WORK ITEM:
Return every line of the data exactly as it appears.

(Saved entries)
"""

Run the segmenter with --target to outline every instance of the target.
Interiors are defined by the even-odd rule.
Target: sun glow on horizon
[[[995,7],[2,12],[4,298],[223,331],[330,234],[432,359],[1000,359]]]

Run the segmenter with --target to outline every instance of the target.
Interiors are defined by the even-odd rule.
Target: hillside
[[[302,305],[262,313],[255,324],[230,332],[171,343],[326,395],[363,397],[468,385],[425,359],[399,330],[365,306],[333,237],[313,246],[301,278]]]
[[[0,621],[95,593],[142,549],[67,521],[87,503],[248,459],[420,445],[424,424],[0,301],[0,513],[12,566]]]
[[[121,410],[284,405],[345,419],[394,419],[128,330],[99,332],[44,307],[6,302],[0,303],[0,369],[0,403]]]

"""

ANSWER AREA:
Run the segmenter with --target to outline every instance of the target.
Interiors are defined by the even-odd rule.
Target: sun glow on horizon
[[[995,7],[2,12],[4,298],[223,331],[330,234],[432,359],[1000,359]]]

Run the segmenter with --target to outline every instance of the target.
Interiors are defined by the even-odd rule.
Target: hillside
[[[302,305],[262,313],[255,324],[230,332],[171,343],[326,395],[363,397],[468,385],[425,359],[399,330],[365,306],[333,237],[313,246],[301,278]]]
[[[0,621],[95,593],[142,549],[67,521],[87,503],[248,459],[420,445],[424,424],[0,301],[0,513],[12,566]]]
[[[121,410],[284,405],[345,419],[394,419],[128,330],[99,332],[44,307],[6,302],[0,303],[0,369],[0,403]]]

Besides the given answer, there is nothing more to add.